### Document passage
[Start]

It was presided over by a long succession of Pharaohs who were considered Divine because they were destined to become Gods upon their deaths when they would join God in the skies above Egypt.

The first Pharaoh was King Menes who established the first Dynasty in 3100 BC, and began the period in Egyptian history called the Old Kingdom.

Menes united Upper and Lower Egypt into a single Kingdom with its Capital at Memphis, and this Ancient story of Egypt’s founding may be recorded on the Narmer Palette.  

It was during the Old Kingdom that the Religious rites associated with the Pyramids at Saqqara and Giza were created. 

However, after about 100 Years, the Pharaohs grew weak and swathes of Egyptian territory fell under the Command of separate Tribal Kingdoms.

This period of turmoil is known as the first Intermediate Period, and it only ended with the establishment of the Eleventh Dynasty under Pharaoh Mentuhotep I .

Pharaoh Mentuhotep I reunited Egypt once again, and established a new Capital at Thebes in what has become known as the Middle Kingdom.

However, the Middle Kingdom also declined during a period known as the Second Intermediate Period when Egypt was split in two once again until 1550 BC when the Pharaohs of the 17th and 16th dynasties reunited Egypt under the New Kingdom.

By 1070 BC however, the Pharaohs were once again losing control as Egypt became periodically fragmented during the Third Intermediate period.

[End]

### Information provided
[Start]

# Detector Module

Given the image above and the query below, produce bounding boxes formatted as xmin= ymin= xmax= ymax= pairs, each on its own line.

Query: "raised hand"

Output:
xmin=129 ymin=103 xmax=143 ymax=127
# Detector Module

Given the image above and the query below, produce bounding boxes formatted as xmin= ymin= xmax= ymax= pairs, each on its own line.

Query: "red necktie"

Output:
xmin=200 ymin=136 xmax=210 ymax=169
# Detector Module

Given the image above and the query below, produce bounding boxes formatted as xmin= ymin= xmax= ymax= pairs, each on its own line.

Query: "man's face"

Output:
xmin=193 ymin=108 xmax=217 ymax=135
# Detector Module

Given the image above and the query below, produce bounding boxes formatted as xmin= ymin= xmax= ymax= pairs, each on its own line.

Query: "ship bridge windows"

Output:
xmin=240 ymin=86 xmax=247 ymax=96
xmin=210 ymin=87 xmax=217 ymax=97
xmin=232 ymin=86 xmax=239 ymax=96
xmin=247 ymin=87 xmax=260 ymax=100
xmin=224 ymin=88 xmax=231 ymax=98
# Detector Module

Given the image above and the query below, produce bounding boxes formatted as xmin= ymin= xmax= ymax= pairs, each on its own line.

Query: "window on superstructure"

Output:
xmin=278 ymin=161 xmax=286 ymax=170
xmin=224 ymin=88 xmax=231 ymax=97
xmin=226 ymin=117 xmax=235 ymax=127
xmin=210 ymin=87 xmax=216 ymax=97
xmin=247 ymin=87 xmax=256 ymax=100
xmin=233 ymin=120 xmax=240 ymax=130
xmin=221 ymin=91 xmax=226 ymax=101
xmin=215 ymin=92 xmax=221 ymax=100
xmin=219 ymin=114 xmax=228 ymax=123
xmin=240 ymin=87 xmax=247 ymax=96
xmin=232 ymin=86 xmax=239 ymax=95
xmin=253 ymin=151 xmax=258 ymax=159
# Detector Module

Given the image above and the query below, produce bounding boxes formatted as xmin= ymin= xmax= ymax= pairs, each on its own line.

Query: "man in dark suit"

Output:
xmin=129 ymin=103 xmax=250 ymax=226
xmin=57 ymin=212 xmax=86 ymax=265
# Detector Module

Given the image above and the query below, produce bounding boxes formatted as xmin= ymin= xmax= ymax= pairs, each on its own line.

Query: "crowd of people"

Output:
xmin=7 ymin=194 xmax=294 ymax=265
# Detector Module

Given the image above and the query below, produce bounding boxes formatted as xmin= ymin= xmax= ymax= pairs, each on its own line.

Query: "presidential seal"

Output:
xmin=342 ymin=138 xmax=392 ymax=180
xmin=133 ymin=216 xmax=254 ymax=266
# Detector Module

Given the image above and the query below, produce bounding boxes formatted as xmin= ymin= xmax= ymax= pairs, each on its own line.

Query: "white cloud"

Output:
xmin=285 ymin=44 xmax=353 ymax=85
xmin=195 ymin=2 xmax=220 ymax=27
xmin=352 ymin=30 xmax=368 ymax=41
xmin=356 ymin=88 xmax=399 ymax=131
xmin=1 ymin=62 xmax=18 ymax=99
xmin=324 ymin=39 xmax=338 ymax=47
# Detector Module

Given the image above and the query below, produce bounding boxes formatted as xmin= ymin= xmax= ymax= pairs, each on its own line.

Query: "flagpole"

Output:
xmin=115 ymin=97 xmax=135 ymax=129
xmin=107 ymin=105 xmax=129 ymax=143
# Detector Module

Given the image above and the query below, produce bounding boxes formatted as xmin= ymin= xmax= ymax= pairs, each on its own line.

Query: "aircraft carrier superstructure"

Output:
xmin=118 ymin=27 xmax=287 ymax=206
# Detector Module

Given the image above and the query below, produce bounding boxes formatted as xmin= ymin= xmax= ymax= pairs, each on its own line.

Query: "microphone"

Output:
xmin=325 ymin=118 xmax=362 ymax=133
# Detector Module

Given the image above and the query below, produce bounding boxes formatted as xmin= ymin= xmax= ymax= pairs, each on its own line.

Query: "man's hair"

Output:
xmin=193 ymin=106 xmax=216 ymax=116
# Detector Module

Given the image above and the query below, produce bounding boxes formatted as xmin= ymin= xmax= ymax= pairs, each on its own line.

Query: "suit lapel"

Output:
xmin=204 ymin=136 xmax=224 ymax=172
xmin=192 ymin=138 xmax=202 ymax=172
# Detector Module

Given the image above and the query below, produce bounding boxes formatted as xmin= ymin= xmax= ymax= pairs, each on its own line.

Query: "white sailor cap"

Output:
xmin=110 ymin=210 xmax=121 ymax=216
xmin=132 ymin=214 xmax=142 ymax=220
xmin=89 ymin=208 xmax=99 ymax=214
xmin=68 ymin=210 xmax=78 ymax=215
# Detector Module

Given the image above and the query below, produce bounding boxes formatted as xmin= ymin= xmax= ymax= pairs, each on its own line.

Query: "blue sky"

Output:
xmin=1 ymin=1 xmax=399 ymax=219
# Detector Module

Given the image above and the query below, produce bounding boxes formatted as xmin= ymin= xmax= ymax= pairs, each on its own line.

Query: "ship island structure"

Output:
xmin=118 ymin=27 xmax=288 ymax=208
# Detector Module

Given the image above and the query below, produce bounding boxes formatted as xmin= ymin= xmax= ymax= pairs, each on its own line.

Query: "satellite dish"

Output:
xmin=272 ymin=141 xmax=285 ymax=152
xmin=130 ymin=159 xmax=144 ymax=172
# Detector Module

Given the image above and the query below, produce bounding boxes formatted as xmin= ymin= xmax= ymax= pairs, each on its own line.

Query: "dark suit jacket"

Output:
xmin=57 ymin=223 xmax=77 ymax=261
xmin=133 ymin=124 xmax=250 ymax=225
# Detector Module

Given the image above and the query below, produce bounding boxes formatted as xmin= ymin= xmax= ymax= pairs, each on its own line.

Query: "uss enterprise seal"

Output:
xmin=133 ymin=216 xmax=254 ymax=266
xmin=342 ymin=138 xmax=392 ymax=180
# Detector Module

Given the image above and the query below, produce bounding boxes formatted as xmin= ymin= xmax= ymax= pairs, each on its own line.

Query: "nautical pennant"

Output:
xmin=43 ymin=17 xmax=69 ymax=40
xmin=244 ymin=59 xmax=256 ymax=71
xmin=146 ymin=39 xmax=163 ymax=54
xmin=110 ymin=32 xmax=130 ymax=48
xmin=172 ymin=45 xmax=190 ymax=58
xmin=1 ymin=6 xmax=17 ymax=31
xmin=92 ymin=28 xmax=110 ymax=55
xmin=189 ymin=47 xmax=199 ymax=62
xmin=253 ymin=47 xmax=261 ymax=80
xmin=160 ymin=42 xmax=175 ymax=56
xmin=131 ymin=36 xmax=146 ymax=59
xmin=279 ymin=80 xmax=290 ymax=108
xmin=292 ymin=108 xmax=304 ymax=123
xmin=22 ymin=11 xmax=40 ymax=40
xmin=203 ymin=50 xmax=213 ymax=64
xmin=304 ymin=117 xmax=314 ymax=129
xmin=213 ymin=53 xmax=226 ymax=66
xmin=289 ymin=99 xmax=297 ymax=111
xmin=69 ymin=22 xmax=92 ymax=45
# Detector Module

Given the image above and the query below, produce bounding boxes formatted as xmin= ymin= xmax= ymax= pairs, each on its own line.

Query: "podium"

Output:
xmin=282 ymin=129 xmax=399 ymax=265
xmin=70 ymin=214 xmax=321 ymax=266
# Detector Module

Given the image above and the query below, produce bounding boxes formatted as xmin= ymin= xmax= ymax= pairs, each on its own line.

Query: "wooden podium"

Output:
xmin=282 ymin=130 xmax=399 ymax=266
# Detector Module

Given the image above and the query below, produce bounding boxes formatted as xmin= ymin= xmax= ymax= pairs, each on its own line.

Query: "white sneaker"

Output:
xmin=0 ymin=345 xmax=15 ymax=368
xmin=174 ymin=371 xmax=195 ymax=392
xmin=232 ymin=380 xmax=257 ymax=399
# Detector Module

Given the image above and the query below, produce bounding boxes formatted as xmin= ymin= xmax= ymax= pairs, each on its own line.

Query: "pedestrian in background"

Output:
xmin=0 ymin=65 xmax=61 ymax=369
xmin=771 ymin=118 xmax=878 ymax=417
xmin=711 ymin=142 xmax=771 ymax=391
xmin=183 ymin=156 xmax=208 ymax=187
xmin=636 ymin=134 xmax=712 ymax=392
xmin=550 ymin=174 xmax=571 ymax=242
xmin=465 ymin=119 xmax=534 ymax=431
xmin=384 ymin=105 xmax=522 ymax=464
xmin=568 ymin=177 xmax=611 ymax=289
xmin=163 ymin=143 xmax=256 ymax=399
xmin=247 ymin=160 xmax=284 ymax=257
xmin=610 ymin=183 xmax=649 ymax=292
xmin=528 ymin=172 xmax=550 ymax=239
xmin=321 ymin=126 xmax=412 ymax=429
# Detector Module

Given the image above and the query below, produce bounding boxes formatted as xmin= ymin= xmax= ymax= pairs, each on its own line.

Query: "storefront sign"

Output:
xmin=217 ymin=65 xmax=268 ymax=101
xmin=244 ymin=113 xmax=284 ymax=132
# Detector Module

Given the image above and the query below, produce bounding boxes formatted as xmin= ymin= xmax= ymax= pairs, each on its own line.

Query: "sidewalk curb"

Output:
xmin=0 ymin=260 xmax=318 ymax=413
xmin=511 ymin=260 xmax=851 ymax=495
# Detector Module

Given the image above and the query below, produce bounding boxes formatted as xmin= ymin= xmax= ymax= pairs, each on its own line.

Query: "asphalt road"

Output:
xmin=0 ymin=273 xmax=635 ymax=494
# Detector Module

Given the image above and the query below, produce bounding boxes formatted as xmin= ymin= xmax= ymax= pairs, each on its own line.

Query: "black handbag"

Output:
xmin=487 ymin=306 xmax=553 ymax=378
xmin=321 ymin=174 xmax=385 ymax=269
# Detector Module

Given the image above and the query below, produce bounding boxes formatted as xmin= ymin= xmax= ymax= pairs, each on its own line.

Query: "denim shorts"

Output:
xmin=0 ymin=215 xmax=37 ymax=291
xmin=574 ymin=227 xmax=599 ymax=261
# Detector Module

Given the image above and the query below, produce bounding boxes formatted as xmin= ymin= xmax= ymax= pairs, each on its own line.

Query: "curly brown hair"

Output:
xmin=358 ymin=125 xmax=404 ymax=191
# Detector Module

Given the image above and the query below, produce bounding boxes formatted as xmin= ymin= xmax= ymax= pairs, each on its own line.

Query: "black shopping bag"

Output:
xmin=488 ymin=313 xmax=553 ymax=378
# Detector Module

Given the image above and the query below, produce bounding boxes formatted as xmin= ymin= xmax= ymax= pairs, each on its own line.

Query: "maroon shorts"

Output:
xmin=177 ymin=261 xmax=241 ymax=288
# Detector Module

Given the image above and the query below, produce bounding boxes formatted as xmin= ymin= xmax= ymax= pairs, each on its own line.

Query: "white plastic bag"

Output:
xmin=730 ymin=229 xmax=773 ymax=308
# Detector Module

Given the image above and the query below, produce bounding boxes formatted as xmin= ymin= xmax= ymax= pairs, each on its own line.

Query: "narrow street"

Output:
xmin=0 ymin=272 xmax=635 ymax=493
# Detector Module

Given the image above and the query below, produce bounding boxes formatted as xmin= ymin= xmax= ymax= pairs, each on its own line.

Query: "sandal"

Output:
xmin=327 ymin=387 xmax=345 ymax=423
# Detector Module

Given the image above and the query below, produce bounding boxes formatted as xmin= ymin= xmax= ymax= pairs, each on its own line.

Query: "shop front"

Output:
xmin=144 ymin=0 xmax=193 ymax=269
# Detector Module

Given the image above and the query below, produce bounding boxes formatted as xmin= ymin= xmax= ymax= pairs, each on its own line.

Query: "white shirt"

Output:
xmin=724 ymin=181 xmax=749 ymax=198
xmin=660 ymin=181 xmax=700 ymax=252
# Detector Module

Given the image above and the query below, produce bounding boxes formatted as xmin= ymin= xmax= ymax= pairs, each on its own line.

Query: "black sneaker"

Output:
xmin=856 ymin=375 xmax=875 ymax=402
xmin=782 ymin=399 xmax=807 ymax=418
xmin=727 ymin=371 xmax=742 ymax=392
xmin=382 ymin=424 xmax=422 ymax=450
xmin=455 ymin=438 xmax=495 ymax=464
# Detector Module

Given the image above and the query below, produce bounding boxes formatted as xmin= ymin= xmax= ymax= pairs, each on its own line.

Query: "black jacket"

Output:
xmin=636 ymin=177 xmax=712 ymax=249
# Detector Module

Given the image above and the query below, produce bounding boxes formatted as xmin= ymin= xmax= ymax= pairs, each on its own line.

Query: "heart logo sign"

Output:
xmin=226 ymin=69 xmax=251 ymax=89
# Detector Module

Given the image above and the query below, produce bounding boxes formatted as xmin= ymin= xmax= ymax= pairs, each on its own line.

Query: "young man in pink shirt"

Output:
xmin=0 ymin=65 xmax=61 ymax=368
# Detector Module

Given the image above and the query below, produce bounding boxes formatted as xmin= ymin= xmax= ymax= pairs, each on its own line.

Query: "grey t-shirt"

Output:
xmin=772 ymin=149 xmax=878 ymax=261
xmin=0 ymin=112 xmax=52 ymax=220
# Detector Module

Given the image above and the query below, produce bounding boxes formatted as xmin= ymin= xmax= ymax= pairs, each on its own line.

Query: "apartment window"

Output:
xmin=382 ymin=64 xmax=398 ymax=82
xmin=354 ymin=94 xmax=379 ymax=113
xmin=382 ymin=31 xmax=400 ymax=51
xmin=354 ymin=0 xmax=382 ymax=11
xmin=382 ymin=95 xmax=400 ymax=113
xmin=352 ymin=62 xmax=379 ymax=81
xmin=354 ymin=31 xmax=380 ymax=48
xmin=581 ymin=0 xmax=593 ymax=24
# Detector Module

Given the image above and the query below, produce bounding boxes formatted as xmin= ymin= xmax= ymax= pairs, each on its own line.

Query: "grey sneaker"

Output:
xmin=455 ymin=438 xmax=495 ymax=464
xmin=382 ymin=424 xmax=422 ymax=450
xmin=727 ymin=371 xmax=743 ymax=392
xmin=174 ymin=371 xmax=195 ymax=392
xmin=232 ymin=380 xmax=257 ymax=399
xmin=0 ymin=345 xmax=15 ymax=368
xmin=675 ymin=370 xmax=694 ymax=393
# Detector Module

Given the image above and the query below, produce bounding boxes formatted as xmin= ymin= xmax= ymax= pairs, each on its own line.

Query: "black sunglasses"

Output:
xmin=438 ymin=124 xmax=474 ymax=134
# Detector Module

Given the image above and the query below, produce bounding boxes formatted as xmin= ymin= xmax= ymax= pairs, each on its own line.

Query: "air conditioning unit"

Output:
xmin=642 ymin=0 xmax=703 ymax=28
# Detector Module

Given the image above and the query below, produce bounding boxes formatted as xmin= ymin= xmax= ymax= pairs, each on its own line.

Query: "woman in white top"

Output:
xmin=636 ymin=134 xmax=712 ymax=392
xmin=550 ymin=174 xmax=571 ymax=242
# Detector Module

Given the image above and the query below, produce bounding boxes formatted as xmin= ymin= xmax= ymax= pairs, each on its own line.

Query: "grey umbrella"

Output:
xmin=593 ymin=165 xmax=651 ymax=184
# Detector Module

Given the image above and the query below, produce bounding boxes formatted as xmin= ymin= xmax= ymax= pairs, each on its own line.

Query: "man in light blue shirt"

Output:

[End]

### Stated exercise
Carry the passage on ancient Egyptian history forward from its final sentence. The entries were drawn from a separate source.

### Output for this task
Indigenous Egyptian rule continued to decline with attacks from the East particularly from the Assyrians who weakened Egypt until it was finally conquered and reunited in 332 BC by the Greek under Alexander the Great who established his new capital at Alexandria.

Following Alexander’s death, Ptolemy one of Alexander’s Generals became the first of a Greek line of Pharaohs known as the Ptolemaic Dynasty which lasted for about  300 years until the reign of Cleopatra when Egypt was integrated into the Roman Empire after the Battle of Actium.

All in all, Egypt’s history can be divided into at least 30 Dynasties which do not include the Roman or Ptolemaic Dynasties.

Today the mysteries and riddles of Ancient Egypt like the Sphinx and Giza Pyramids continue to fascinate Historians and Independent Researchers who interpret Egyptian History in very different but interesting ways.

Nevertheless, whichever position one adopts, there can never be any dispute about the importance of Egypt and the legacy it bequeathed to Civilization.